● **Aufgabe**
Setzen Sie den Textausschnitt über Sekundärstoffe als Abwehr gegen Fraß im Anschluss an seinen letzten Satz fort.

● **Textausschnitt**
Im Gegensatz zu den bisher behandelten Nahrungsbestandteilen, die in irgendeiner Form der Ernährung dienen, sind Sekundärstoffe (secondary metabolites) Stoffe, die Pflanzen und Tiere als Abwehrstoffe gegen Prädation respektive Herbivorie produzieren. «Sekundär» bedeutet, dass sie in der Regel in der Pflanze keine primäre metabolische Funktion innehaben. Unter den Tieren sind es viele Invertebraten, aber auch Fische, Amphibien und sogar einzelne Vögel, die solche Stoffe – oft Neurotoxine – synthetisieren oder aus ihrer eigenen Nahrung gewinnen und sie dann im Körper akkumulieren. Die größte Vielfalt an Sekundärstoffen wird aber von Pflanzen produziert, vor allem von Dikotylen, viel weniger von Monokotylen (Gräsern), die zum Schutz gegen Frass eher Siliziumkristalle einlagern (Box 2.5). Die Konzentration an Sekundärstoffen ist artspezifisch und bei vielen Pflanzenarten in älteren Blättern hoch, bei anderen hingegen in jungen Zweigen. Dazu kommen Schwankungen nach Jahreszeit oder Jahr, aber auch individuelle Unterschiede. Da die Produktion mit Kosten verbunden ist, geht sie beim Nachlassen von Fraßdruck zurück. Die Wirkung der Tausenden bereits bekannter Sekundärstoffe reicht von geschmacklicher Wirkung (Bitterstoffen) über verdauungshemmende bis zu toxischer Wirkung; diese muss aber nicht für alle Konsumentengruppen gleich sein. Was zum Beispiel toxisch für Insekten sein kann, mag für Säugetiere neutral wirken. Der Abbau der Toxine geschieht durch die Mikroben im Verdauungstrakt (Kohl et al. 2014).

● **Bereitgestellte Datensätze**
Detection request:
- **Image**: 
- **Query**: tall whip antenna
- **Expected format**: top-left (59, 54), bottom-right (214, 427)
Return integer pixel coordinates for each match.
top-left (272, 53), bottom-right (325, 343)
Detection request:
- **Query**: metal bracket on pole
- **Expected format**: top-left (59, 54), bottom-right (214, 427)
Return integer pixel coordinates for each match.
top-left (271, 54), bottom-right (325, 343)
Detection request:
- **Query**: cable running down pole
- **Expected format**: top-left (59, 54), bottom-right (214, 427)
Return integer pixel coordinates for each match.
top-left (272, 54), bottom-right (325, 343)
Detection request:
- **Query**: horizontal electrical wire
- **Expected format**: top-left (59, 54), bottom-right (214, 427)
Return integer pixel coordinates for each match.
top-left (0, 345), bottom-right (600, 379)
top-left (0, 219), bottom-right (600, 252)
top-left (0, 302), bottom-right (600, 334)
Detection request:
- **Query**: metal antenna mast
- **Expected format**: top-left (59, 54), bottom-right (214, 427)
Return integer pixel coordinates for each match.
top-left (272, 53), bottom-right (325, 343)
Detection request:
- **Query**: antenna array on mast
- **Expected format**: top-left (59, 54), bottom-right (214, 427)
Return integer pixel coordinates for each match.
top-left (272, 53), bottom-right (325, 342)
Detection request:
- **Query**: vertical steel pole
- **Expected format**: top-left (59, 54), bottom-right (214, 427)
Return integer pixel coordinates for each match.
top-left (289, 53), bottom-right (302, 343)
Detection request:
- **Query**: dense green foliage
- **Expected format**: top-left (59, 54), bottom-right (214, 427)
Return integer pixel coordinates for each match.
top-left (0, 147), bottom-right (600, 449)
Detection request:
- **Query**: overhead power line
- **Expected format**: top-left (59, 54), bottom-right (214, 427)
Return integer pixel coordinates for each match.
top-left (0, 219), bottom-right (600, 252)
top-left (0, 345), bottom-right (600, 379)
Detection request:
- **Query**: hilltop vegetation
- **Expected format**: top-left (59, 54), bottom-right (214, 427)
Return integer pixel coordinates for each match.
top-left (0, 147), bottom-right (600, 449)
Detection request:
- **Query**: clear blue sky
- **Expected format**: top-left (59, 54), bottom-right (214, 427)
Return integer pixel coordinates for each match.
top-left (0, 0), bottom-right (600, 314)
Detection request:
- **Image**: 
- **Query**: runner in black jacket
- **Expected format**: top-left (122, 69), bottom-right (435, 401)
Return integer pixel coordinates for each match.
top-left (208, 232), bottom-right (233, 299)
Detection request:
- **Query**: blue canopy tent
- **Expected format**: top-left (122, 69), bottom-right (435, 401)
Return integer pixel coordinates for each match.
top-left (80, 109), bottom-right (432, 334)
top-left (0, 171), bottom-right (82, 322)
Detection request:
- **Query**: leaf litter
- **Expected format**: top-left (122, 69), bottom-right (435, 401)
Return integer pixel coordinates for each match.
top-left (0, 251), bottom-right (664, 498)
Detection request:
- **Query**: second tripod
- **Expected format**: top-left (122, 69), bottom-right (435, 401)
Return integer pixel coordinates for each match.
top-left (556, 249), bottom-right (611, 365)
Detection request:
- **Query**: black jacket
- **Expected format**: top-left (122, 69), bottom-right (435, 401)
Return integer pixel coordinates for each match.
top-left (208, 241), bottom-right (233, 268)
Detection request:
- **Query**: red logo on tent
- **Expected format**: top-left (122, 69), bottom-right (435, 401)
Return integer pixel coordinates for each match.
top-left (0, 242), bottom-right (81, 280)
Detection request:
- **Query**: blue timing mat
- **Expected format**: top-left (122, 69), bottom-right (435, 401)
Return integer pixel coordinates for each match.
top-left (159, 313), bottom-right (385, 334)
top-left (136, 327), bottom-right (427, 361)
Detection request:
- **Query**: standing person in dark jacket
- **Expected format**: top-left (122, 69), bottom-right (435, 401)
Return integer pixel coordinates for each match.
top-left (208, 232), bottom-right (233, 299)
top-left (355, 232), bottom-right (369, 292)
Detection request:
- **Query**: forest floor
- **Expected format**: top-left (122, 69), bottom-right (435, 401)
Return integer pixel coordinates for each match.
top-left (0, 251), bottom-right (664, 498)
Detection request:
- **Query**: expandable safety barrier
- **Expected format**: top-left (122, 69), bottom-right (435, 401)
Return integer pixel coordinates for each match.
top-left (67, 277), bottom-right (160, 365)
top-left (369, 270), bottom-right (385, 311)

● **Lösung**
Box 2.3 «Unerwartete» ökologische Auswirkungen von anthropogen verursachten Störungen in der Kalziumversorgung von Vögeln

Schneckenhäuschen sind für viele Vögel wichtige Kalziumquellen vor der Eibildung, denn Vögel können keine größeren Kalziumvorräte im Körper anlegen. Weil Landschnecken auf sauren Böden geringere Dichten als auf kalkreichem Untergrund erreichen, können sie die Dichte von Singvögeln in natürlicherweise kalkarmen Gebieten limitieren. Nachdem Forscher in niederländischen Wäldern auf sandigen Böden Rückgänge im Bruterfolg bei Singvögeln feststellten, wiesen sie nach, dass Eier öfter zerbrachen, weil die Dicke der Eischalen abnahm. Dies wiederum war auf einen Rückgang in der Häufigkeit der Landschnecken zurückzuführen, der seinerseits durch den anthropogen bedingten sauren Regen verursacht wurde (Graveland & van der Wal 1996; Graveland & Drent 1997).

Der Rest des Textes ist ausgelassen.